Ces mélodieuses et entrainantes cadences de nos différentes contrées ont été exploitées avec amour, passion, détermination et talent. Le folklore guinéen est riche et varié. Son exploitation par nos artistes s’altère progressivement au profit d’autres genres musicaux du continent et d’ailleurs.
L’attention de Guineenews© se focalise sur le Podha, genre musical tiré du folklore peulh, qui a pris, ces dernières années, un envol considérable dans notre capitale et presque dans toutes les localités de la Moyenne Guinée.
Pour mieux cerner et traiter ce sujet qui attire l’attention de par sa rapide vulgarisation, plusieurs consultations opérées auprès de quelques musiciens, mélomanes et journalistes ont permis de recueillir de nombreux avis.
────
## TRAVAIL À FAIRE
Selon le texte sur le Podha, de quel folklore ce genre musical est-il tiré ?

## Entrées d'annotation par boîtes englobantes
────
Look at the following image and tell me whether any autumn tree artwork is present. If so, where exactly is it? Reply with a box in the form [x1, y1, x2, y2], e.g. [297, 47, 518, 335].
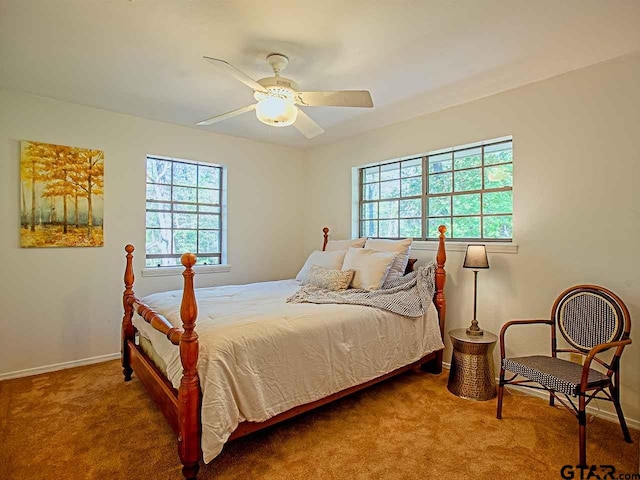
[20, 141, 104, 247]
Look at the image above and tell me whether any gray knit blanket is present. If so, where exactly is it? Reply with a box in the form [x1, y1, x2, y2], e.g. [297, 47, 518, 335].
[287, 262, 436, 317]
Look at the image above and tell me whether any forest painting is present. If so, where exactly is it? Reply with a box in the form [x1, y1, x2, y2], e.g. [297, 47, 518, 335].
[20, 140, 104, 247]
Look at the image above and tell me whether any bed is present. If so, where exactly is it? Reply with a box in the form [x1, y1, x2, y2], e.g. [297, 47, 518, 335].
[122, 226, 446, 479]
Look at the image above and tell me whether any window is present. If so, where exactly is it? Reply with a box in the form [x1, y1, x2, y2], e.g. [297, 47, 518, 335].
[146, 156, 223, 267]
[358, 140, 513, 241]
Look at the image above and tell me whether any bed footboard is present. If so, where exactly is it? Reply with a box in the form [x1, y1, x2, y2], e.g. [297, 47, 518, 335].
[121, 245, 202, 479]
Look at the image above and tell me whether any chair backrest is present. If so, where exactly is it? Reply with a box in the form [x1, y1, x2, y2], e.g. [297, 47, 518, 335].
[551, 285, 631, 353]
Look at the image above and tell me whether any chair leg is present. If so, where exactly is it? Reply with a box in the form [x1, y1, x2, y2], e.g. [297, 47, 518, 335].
[496, 366, 504, 420]
[578, 393, 587, 467]
[609, 386, 632, 443]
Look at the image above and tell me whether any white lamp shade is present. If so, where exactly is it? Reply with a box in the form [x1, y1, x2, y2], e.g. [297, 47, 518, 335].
[462, 244, 489, 269]
[256, 97, 298, 127]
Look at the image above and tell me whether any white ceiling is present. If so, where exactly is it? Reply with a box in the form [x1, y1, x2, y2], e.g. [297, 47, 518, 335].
[0, 0, 640, 148]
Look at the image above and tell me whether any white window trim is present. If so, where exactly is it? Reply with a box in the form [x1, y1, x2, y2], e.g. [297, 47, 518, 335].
[411, 238, 518, 253]
[141, 153, 231, 277]
[351, 135, 518, 248]
[142, 265, 231, 277]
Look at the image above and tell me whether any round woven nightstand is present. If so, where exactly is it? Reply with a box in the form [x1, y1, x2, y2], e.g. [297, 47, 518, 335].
[447, 328, 498, 400]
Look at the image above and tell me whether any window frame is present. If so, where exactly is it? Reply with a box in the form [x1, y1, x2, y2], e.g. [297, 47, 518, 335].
[352, 136, 517, 244]
[143, 154, 229, 270]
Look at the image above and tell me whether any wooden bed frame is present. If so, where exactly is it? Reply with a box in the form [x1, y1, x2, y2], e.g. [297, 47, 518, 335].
[121, 225, 447, 479]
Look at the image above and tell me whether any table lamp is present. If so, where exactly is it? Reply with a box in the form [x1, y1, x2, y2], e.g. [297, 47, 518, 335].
[462, 244, 489, 336]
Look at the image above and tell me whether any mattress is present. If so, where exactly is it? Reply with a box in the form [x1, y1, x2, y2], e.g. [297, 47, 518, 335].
[133, 280, 444, 462]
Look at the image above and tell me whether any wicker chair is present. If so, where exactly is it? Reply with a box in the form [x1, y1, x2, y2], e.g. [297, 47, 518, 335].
[496, 285, 631, 465]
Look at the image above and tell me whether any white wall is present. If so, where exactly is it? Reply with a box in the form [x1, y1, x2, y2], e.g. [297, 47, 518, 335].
[304, 54, 640, 420]
[0, 91, 303, 375]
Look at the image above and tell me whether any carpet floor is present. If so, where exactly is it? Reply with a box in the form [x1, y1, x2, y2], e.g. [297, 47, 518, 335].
[0, 361, 640, 480]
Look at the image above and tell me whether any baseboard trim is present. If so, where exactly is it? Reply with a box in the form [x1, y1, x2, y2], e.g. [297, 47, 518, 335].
[442, 362, 640, 430]
[0, 353, 120, 382]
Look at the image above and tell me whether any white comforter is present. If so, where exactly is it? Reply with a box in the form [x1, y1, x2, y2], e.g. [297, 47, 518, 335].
[133, 280, 444, 462]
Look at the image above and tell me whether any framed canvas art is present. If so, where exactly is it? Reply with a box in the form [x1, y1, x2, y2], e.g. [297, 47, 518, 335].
[20, 140, 104, 247]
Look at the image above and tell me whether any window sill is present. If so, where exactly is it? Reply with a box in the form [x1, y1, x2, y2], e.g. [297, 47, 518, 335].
[411, 240, 518, 253]
[142, 265, 231, 277]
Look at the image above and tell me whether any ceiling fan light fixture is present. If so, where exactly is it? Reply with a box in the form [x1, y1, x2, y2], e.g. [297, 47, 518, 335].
[256, 97, 298, 127]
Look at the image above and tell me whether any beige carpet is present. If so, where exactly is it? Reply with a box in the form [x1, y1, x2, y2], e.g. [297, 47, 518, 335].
[0, 361, 640, 480]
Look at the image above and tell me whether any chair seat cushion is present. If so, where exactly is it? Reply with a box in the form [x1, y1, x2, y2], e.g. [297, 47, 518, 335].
[502, 355, 609, 396]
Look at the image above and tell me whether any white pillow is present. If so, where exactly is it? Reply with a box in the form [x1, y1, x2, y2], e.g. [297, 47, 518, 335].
[296, 250, 347, 284]
[364, 238, 413, 281]
[325, 237, 367, 252]
[342, 248, 397, 290]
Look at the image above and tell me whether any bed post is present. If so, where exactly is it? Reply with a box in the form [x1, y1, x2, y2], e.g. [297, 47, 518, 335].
[120, 245, 135, 382]
[433, 225, 447, 373]
[178, 253, 202, 479]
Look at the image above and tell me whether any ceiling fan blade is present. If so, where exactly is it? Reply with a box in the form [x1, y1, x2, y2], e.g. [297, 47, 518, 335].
[196, 103, 256, 125]
[293, 108, 324, 138]
[202, 57, 267, 92]
[296, 90, 373, 108]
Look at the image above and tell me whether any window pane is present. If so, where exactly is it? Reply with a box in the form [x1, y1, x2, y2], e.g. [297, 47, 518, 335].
[171, 230, 198, 253]
[362, 167, 380, 183]
[147, 212, 171, 228]
[360, 202, 378, 220]
[427, 218, 451, 238]
[484, 141, 513, 165]
[147, 183, 171, 201]
[146, 228, 171, 255]
[428, 195, 451, 217]
[380, 180, 400, 198]
[359, 140, 513, 244]
[455, 168, 482, 192]
[378, 220, 399, 238]
[147, 158, 171, 185]
[144, 258, 181, 267]
[482, 190, 513, 213]
[198, 230, 220, 253]
[198, 214, 220, 228]
[453, 193, 480, 215]
[400, 218, 422, 238]
[453, 148, 482, 170]
[362, 183, 380, 200]
[173, 162, 198, 187]
[429, 153, 452, 173]
[429, 173, 451, 193]
[451, 217, 480, 238]
[173, 213, 198, 228]
[379, 200, 398, 218]
[147, 202, 171, 212]
[198, 165, 220, 188]
[196, 257, 220, 265]
[402, 177, 422, 197]
[483, 215, 513, 238]
[484, 163, 513, 188]
[173, 187, 198, 203]
[400, 158, 422, 177]
[400, 198, 422, 218]
[360, 221, 378, 237]
[198, 188, 220, 203]
[380, 163, 400, 181]
[198, 205, 220, 213]
[173, 202, 198, 212]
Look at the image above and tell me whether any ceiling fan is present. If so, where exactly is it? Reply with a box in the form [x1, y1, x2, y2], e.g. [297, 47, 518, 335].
[196, 53, 373, 138]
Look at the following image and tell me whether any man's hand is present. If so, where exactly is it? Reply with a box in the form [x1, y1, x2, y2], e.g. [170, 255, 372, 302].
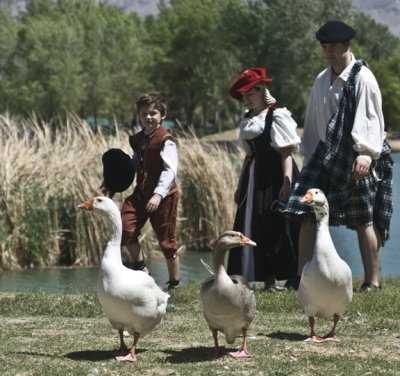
[146, 193, 162, 213]
[99, 181, 115, 198]
[352, 157, 370, 180]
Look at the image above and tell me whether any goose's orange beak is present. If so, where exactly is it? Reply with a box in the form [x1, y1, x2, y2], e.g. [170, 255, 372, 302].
[300, 189, 313, 205]
[240, 235, 257, 246]
[77, 198, 94, 210]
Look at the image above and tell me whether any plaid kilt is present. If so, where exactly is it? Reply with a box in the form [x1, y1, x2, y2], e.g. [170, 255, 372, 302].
[285, 61, 393, 245]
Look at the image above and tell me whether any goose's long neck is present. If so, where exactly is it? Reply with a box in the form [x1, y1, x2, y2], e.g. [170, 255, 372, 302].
[212, 243, 227, 273]
[314, 203, 329, 227]
[103, 210, 122, 263]
[314, 203, 336, 261]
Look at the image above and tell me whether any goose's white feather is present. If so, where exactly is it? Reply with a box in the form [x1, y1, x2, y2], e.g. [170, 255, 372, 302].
[80, 197, 169, 337]
[200, 231, 256, 344]
[297, 189, 353, 318]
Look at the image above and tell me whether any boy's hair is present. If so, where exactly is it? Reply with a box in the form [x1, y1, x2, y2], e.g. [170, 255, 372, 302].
[136, 93, 167, 116]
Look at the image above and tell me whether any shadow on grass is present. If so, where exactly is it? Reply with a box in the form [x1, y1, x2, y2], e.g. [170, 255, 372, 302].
[267, 332, 307, 342]
[64, 350, 146, 362]
[164, 346, 237, 364]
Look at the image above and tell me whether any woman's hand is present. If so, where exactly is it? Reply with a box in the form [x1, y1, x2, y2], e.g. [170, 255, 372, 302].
[352, 157, 371, 180]
[146, 193, 162, 213]
[99, 181, 115, 198]
[279, 176, 292, 202]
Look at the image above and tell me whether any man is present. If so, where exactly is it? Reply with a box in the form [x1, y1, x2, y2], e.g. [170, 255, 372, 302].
[286, 21, 393, 292]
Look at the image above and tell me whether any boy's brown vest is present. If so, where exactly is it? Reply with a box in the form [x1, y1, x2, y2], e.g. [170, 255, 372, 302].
[129, 126, 177, 198]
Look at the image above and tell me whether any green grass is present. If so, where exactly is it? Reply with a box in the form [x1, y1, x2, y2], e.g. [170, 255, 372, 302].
[0, 279, 400, 376]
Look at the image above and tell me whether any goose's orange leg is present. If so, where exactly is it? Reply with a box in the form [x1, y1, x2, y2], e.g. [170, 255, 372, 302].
[229, 328, 251, 358]
[115, 332, 140, 362]
[304, 317, 324, 343]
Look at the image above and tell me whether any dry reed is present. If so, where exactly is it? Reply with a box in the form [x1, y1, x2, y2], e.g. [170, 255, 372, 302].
[0, 114, 241, 270]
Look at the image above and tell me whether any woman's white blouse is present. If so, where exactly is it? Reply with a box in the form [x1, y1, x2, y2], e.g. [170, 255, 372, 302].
[239, 107, 301, 154]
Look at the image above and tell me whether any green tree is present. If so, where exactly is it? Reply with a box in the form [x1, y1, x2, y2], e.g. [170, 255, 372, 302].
[0, 9, 19, 112]
[147, 0, 243, 131]
[371, 52, 400, 133]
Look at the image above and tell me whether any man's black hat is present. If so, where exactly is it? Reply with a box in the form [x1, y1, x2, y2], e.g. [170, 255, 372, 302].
[315, 21, 356, 43]
[101, 149, 135, 192]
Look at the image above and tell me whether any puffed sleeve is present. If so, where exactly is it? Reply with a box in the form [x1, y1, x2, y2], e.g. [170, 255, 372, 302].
[271, 107, 301, 149]
[351, 69, 385, 159]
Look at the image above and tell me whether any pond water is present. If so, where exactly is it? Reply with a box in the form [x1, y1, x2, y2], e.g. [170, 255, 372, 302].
[0, 153, 400, 293]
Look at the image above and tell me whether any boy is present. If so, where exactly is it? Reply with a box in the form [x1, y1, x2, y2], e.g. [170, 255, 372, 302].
[103, 93, 179, 289]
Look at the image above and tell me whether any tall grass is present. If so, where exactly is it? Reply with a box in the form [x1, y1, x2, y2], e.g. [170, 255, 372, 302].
[0, 114, 241, 269]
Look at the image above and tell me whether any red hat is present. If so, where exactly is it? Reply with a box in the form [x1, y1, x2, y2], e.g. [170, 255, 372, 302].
[229, 68, 272, 100]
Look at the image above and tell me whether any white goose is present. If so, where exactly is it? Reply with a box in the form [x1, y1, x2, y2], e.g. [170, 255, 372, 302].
[297, 188, 353, 342]
[200, 231, 256, 358]
[78, 197, 169, 362]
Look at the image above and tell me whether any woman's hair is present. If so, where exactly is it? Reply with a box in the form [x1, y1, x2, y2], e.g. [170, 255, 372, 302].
[136, 93, 167, 116]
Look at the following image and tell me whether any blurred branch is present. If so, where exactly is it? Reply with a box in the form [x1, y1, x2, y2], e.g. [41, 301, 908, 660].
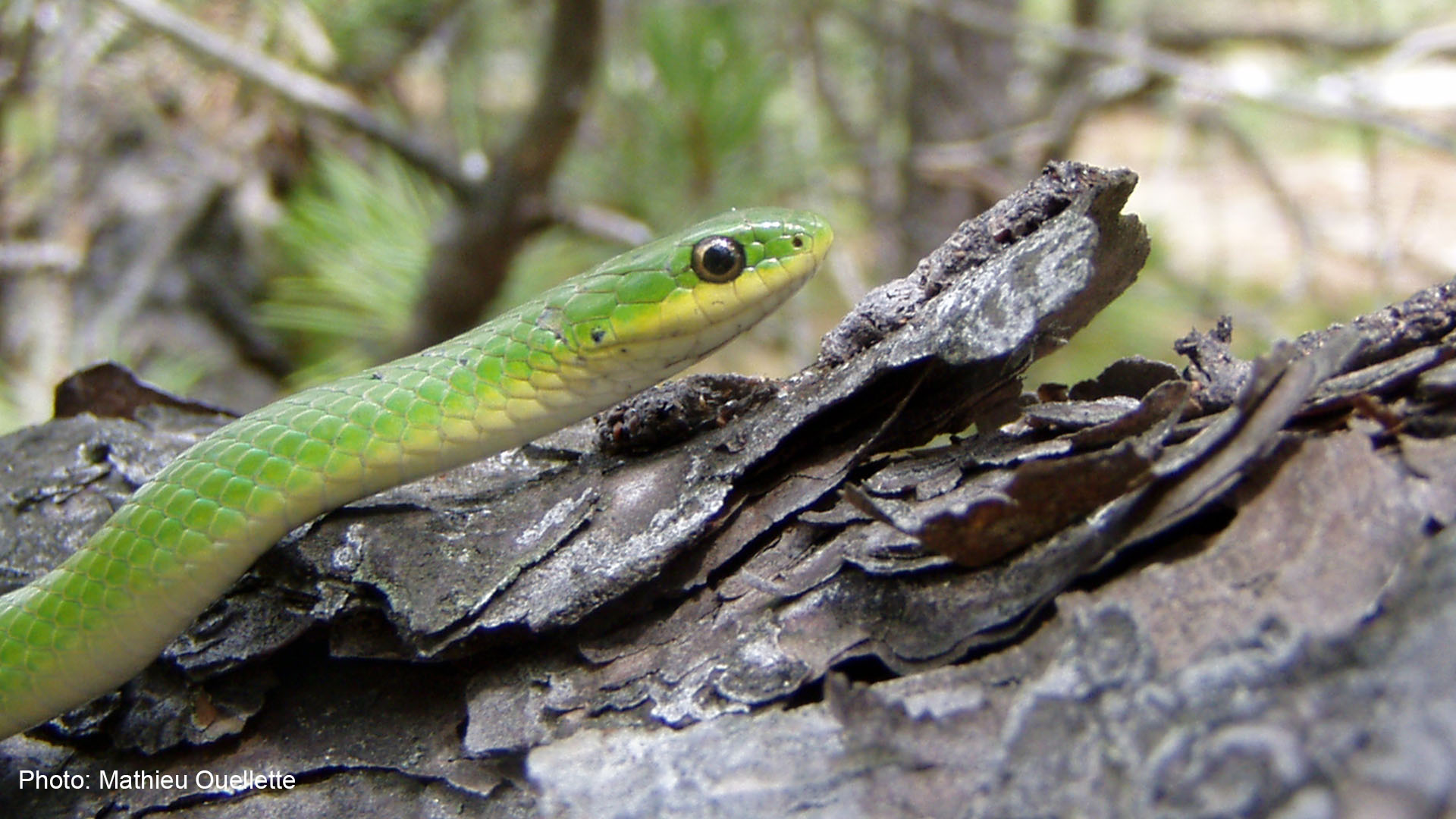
[0, 240, 84, 274]
[551, 201, 652, 248]
[400, 0, 601, 351]
[1147, 19, 1404, 55]
[901, 0, 1456, 155]
[111, 0, 478, 196]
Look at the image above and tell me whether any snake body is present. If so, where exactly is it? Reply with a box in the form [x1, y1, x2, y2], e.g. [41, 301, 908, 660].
[0, 209, 833, 737]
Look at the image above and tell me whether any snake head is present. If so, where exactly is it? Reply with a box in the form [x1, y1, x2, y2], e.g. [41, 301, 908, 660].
[543, 209, 834, 372]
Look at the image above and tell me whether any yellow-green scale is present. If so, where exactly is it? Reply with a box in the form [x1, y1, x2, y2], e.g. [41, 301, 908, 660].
[0, 209, 831, 737]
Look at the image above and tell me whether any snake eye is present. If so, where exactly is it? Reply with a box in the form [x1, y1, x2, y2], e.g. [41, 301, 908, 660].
[693, 236, 745, 284]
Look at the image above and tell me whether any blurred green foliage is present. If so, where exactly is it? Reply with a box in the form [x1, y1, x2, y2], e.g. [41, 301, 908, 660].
[259, 149, 446, 383]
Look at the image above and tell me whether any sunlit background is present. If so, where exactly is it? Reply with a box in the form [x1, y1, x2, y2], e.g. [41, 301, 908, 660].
[0, 0, 1456, 431]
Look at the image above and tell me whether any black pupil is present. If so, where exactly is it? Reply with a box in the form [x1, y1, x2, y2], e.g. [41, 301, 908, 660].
[703, 242, 737, 277]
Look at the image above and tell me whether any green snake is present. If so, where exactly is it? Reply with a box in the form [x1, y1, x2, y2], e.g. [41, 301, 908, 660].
[0, 209, 833, 737]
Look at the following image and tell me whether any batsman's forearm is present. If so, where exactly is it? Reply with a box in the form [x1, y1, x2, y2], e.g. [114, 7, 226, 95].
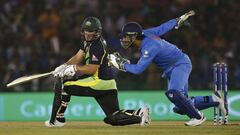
[76, 64, 99, 75]
[66, 56, 82, 65]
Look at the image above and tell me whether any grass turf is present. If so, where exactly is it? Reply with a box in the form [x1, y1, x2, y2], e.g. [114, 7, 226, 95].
[0, 121, 240, 135]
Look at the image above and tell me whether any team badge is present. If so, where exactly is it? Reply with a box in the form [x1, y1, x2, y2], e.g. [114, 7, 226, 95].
[143, 51, 149, 58]
[86, 21, 92, 26]
[92, 54, 98, 61]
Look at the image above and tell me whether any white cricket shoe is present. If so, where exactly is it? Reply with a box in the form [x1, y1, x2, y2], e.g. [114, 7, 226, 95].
[184, 112, 207, 126]
[44, 120, 66, 127]
[212, 91, 227, 115]
[139, 106, 151, 126]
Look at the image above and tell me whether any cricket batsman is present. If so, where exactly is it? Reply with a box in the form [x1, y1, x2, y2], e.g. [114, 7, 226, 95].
[45, 17, 150, 127]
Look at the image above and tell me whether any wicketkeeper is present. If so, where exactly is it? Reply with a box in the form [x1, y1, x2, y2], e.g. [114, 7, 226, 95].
[109, 11, 226, 126]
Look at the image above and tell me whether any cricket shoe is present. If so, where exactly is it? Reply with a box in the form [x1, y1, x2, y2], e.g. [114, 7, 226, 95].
[212, 91, 227, 115]
[44, 120, 66, 127]
[184, 112, 207, 127]
[139, 106, 151, 126]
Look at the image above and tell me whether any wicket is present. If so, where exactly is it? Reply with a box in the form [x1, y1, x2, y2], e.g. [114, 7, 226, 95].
[213, 63, 228, 125]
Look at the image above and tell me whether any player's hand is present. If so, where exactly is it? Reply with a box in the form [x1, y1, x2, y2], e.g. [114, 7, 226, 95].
[175, 10, 195, 29]
[108, 52, 130, 72]
[60, 65, 77, 77]
[52, 64, 67, 77]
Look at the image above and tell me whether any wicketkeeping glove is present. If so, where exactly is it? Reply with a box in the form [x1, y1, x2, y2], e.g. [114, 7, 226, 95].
[108, 52, 130, 72]
[175, 10, 195, 29]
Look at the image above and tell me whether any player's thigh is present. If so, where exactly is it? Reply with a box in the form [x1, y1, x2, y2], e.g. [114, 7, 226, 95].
[168, 64, 192, 92]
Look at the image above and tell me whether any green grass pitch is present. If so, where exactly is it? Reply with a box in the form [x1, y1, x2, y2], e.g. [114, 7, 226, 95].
[0, 121, 240, 135]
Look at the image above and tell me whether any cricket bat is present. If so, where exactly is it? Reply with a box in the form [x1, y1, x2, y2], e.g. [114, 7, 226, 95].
[7, 72, 52, 88]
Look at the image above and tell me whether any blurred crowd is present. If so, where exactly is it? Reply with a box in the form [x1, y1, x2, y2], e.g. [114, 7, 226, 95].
[0, 0, 240, 91]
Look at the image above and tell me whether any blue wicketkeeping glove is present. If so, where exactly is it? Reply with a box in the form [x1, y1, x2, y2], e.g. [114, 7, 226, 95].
[175, 10, 195, 29]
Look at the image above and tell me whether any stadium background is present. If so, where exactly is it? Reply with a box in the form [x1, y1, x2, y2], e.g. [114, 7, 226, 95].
[0, 0, 240, 120]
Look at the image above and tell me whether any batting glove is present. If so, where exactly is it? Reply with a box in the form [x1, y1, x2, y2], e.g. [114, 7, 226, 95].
[175, 10, 195, 29]
[52, 64, 67, 77]
[62, 65, 77, 77]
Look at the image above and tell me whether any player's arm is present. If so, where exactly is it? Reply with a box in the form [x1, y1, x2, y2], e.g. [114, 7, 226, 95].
[52, 49, 84, 77]
[65, 49, 85, 65]
[143, 19, 178, 36]
[144, 10, 195, 36]
[108, 47, 158, 74]
[124, 48, 156, 75]
[76, 64, 99, 75]
[63, 45, 106, 76]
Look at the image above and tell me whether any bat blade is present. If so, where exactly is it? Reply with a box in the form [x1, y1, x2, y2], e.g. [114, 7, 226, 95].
[7, 72, 52, 88]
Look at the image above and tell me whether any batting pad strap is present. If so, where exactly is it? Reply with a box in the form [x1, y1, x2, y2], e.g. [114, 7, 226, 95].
[64, 77, 117, 90]
[104, 111, 141, 126]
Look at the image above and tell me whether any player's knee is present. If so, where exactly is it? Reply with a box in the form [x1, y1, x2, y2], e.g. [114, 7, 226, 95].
[173, 106, 186, 115]
[104, 110, 141, 126]
[165, 89, 180, 100]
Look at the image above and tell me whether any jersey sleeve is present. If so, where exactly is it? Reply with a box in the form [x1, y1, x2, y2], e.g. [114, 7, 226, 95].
[143, 19, 177, 36]
[124, 47, 157, 74]
[89, 44, 106, 65]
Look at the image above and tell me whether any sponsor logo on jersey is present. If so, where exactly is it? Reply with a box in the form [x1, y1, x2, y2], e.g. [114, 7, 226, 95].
[143, 51, 149, 58]
[92, 54, 98, 61]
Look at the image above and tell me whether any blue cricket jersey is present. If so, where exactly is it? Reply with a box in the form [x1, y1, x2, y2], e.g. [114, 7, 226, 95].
[124, 19, 191, 74]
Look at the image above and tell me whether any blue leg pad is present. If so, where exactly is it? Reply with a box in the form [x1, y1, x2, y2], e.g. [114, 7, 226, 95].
[165, 90, 201, 119]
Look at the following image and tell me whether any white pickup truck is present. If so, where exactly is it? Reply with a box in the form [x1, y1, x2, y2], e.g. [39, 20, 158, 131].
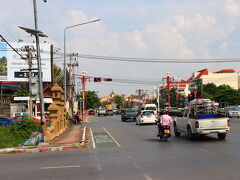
[173, 108, 230, 139]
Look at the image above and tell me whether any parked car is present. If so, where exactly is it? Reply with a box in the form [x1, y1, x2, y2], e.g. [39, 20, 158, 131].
[98, 109, 106, 116]
[226, 106, 240, 118]
[0, 116, 21, 126]
[136, 110, 157, 125]
[121, 109, 137, 121]
[173, 105, 230, 140]
[11, 115, 41, 123]
[88, 109, 95, 115]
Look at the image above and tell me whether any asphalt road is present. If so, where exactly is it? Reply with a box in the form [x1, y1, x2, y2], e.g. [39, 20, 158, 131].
[0, 116, 240, 180]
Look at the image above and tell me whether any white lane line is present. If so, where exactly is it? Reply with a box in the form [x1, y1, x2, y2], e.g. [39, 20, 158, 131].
[127, 156, 132, 160]
[201, 148, 212, 154]
[97, 164, 102, 171]
[133, 161, 140, 169]
[90, 128, 96, 149]
[102, 127, 121, 148]
[40, 166, 80, 169]
[144, 174, 152, 180]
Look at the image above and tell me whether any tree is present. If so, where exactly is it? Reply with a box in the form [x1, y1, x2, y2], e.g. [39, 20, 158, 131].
[78, 91, 101, 109]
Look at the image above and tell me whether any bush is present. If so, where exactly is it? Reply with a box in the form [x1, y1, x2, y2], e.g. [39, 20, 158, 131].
[0, 118, 41, 148]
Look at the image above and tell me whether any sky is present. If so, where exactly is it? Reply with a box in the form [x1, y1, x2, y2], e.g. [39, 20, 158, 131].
[0, 0, 240, 96]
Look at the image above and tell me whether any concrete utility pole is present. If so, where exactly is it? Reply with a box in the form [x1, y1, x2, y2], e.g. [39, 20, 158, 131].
[122, 94, 125, 109]
[26, 46, 33, 117]
[33, 0, 46, 129]
[80, 71, 89, 120]
[157, 85, 160, 112]
[163, 72, 174, 112]
[67, 54, 78, 116]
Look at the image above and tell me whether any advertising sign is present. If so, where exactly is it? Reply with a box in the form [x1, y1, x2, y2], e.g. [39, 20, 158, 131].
[0, 42, 51, 82]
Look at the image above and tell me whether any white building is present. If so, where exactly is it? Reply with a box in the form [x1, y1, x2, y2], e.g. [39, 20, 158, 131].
[188, 69, 240, 89]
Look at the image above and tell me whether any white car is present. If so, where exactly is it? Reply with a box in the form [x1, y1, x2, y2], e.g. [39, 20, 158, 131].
[136, 110, 157, 125]
[227, 106, 240, 118]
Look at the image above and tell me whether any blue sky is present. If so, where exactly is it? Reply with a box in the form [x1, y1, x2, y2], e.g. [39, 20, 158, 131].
[0, 0, 240, 96]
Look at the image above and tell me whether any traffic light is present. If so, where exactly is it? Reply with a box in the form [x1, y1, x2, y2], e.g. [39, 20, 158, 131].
[103, 78, 112, 81]
[94, 77, 102, 82]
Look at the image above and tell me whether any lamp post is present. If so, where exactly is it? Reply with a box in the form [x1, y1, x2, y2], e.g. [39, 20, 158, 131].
[63, 19, 100, 105]
[33, 0, 46, 130]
────
## RÉPONSE ATTENDUE
Du folklore peulh.